- STUDY TEXT
NMR Studies of the Exocyclic 1,N⁶-Ethenodeoxyadenosine Adduct (ϵdA) opposite Deoxyguanosine in a DNA Duplex. ϵdA(syn)·dG(anti) Pairing at the Lesion Site

Proton NMR studies are reported on the complementary d(C-A-T-G-G-G-T-A-C)-d(G-T-A- C-ϵA-C-A-T-G) nonanucleotide duplex (designated ϵdA·dG 9-mer duplex), which contains the exocyclic adduct 1,N⁶-ethenodeoxyadenosine positioned opposite deoxyguanosine in the center of the helix. The present study focuses on the alignment of dG5 and ϵdA14 at the lesion site in the ϵdA·dG 9-mer duplex at neutral pH. This alignment has been characterized by monitoring the NOEs originating from the NH1 proton of dG5 and the H2, H5, and H7/H8 protons of ϵdA14 in the central d(G4-G5-G6)·d(C13-ϵA14-C15) trinucleotide segment of the ϵdA·dG 9-mer duplex. These NOE patterns establish that ϵdA14 adopts a syn glycosidic torsion angle that positions the exocyclic ring toward the major groove edge while all the other bases including dG5 adopt anti glycosidic torsion angles. We detect a set of intra- and interstrand NOEs between protons (exchangeable and nonexchangeable) on adjacent residues in the d(G4-G5-G6)·d(C13- ϵA14-C15) trinucleotide segment which establish formation of right-handed helical conformations on both strands and stacking of the dG5(anti)·ϵdA14(syn) pair between stable dG4·dC15 and dG6·dC13 pairs. The energy-minimized conformation of the central d(G4-G5-G6)·d(C13-ϵA14-C15) segment establishes that the dG5(anti)·ϵdA14(syn) alignment is stabilized by two hydrogen bonds from the NH1 and NH₂-2 of dG5(anti) to N9 and N1 of ϵdA14(syn), respectively. The NH1 proton of dG5 resonates at 14.0 ppm, and its downfield shift is consistent with hydrogen bond formation with the ring nitrogen (N9) of ϵdA14 at the lesion site in the ϵdA·dG 9-mer duplex. The H6 and H5 base protons of dC13 and dC15 are broad in the ϵdA·dG 9-mer duplex, with some broadening also observed at the H2 and H5 base protons of ϵdA14 in NMR spectra recorded at ambient temperature. The observed broadening may originate in conformational averaging among ϵdA14 alignments on the intermediate time scale, which would affect the stacking in the d(C13- ϵA14-C15) segment centered about the lesion site. In summary, the dG5(anti)·ϵdA14(syn) alignment is readily accommodated into the DNA helix without disruption of flanking dG4·dC15 and dG6·dC13 base pairs and may account for the incorporation of dG opposite edA during in vitro replication by DNA polymerase I.

- DATA LISTING

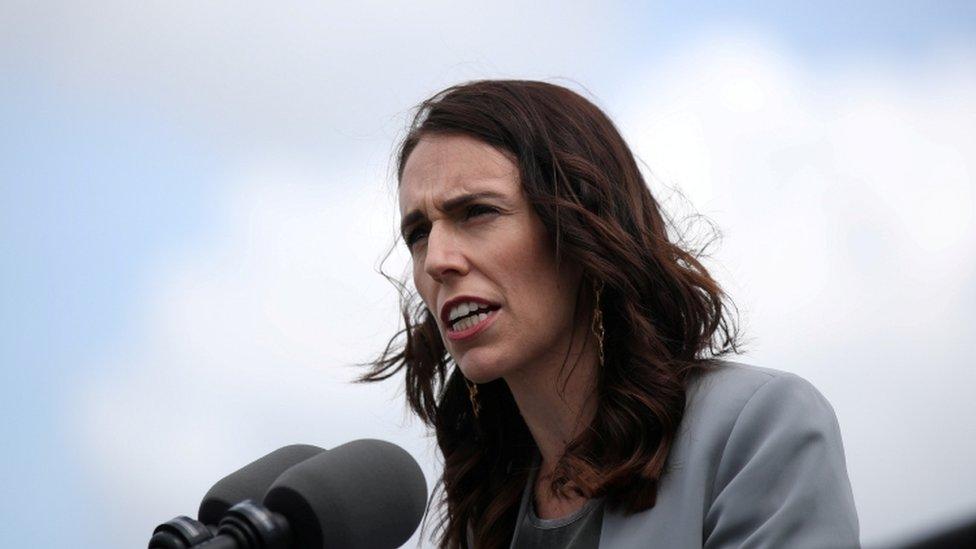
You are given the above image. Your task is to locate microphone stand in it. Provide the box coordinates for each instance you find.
[149,499,292,549]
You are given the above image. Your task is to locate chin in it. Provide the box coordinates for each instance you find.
[457,349,510,383]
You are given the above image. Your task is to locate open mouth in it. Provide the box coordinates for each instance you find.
[447,302,501,339]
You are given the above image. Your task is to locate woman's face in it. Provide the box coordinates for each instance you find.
[400,136,585,383]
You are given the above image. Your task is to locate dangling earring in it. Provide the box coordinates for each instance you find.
[591,279,605,368]
[464,378,481,419]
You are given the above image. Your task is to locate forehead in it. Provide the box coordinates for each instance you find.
[399,135,521,215]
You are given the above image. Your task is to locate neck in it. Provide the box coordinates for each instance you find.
[505,330,599,477]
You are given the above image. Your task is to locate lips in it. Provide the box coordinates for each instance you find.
[440,295,500,329]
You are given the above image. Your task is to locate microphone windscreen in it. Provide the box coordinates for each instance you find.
[197,444,325,525]
[264,439,427,549]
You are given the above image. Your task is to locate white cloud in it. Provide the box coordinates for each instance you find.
[63,23,976,546]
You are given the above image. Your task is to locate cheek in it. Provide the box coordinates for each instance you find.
[413,263,434,311]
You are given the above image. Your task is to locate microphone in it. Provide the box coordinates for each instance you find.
[149,444,325,549]
[149,440,427,549]
[197,444,325,525]
[264,439,427,549]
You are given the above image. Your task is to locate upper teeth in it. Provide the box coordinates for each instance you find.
[448,301,496,322]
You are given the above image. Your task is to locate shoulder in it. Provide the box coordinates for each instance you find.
[686,361,858,547]
[686,360,836,436]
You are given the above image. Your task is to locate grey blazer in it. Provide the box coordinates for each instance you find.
[468,361,859,549]
[600,361,859,549]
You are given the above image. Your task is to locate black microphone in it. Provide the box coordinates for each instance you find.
[149,444,325,549]
[150,440,427,549]
[264,439,427,549]
[197,444,325,524]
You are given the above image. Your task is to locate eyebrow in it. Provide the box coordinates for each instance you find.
[400,191,505,238]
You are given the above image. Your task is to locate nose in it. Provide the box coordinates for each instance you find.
[424,223,468,282]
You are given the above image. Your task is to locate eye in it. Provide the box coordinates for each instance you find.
[404,227,427,248]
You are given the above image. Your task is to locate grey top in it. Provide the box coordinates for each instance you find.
[511,458,603,549]
[468,361,859,549]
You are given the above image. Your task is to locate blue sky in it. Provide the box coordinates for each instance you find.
[0,2,976,547]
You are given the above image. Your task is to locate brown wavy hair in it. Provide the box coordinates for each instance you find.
[360,80,740,549]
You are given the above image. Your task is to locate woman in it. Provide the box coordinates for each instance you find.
[363,81,858,549]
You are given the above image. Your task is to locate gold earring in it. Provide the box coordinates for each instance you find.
[591,279,605,368]
[464,378,481,419]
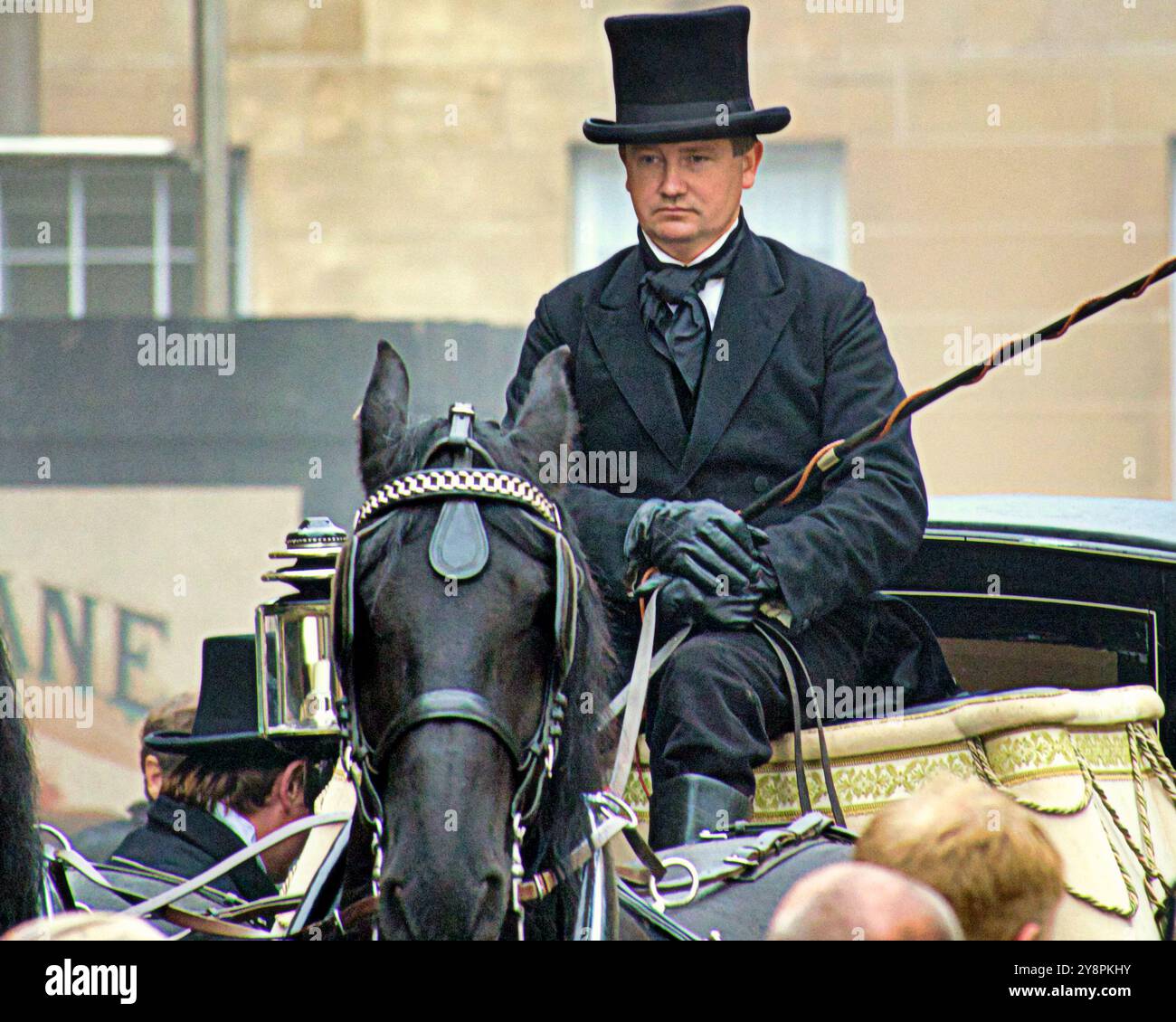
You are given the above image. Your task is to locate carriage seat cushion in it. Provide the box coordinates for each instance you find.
[772,685,1164,762]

- WHAT IS EXPECTED
Translate this sentence from the NMR study text into French: "The present study focuses on the alignment of dG5 and ϵdA14 at the lesion site in the ϵdA·dG 9-mer duplex at neutral pH."

- EXERCISE RESULT
La présente étude porte sur l'alignement de dG5 et de ϵdA14 au site de la lésion dans le duplex 9-mère ϵdA·dG à pH neutre.